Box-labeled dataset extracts

++++

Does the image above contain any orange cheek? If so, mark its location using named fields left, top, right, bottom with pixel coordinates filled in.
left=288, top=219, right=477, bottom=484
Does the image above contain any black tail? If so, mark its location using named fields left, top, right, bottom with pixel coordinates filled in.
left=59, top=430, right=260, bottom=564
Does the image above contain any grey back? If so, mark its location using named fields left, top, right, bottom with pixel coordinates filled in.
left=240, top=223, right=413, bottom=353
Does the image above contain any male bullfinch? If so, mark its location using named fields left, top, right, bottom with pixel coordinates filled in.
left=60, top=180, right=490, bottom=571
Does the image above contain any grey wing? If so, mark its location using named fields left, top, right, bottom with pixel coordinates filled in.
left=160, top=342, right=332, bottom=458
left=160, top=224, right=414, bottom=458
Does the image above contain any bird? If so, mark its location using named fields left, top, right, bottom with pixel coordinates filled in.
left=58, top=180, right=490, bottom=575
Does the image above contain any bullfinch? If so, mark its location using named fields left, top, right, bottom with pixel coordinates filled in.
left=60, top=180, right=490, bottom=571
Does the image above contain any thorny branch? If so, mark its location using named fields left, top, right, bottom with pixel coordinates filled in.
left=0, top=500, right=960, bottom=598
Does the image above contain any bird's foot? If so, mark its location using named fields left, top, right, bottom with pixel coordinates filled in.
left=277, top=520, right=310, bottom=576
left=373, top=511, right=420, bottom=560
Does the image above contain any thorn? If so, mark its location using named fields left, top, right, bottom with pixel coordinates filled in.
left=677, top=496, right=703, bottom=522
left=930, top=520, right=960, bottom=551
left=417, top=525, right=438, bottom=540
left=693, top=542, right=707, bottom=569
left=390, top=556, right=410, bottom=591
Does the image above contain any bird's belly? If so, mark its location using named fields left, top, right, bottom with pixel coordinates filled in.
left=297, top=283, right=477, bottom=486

++++

Aim of the exercise -
Exactly as shown above, return every record.

Solution to this problem -
Does the image above contain any orange cheek? If so, mark its location using named fields left, top, right, bottom with pixel coordinates filled in.
left=288, top=219, right=477, bottom=484
Does the image above contain any black tail? If so, mark its location using named fields left, top, right, bottom with pixel coordinates filled in.
left=59, top=430, right=260, bottom=564
Does the image above contain any grey back? If so, mark its location using named fields left, top, right, bottom with pixel coordinates filled in.
left=240, top=223, right=413, bottom=353
Does the image above contain any male bullfinch? If so, mark its location using named fields left, top, right, bottom with pixel coordinates filled in.
left=60, top=180, right=490, bottom=571
Does the image above contain any grey wing? If so, mark its location using named fields left, top, right, bottom with pixel coordinates filled in.
left=160, top=342, right=332, bottom=458
left=160, top=224, right=414, bottom=458
Does the image above contain any bird? If so, mark its location using named fields left, top, right, bottom with pixel coordinates filled in.
left=58, top=180, right=490, bottom=575
Does the image above contain any bullfinch? If so, mark its location using named fields left, top, right, bottom with pixel coordinates filled in.
left=60, top=180, right=490, bottom=571
Does the image above contain any thorny branch? If so, mark its location using named fields left, top, right, bottom with pixel coordinates filled in.
left=0, top=500, right=960, bottom=598
Does the image above contain any bird's foot? If so, mark its location using named fields left, top, right, bottom with pixel coordinates filled in.
left=277, top=520, right=310, bottom=576
left=373, top=511, right=420, bottom=560
Does the image above contain any thorn? If so, mark its location using named fields left, top, right, bottom with pixel coordinates filled in.
left=677, top=496, right=703, bottom=522
left=930, top=520, right=960, bottom=551
left=417, top=525, right=438, bottom=540
left=693, top=542, right=707, bottom=569
left=390, top=556, right=410, bottom=591
Does the image above contain any bird's belly? If so, mark its location using named fields left, top, right, bottom with pixel coordinates filled in.
left=297, top=283, right=477, bottom=486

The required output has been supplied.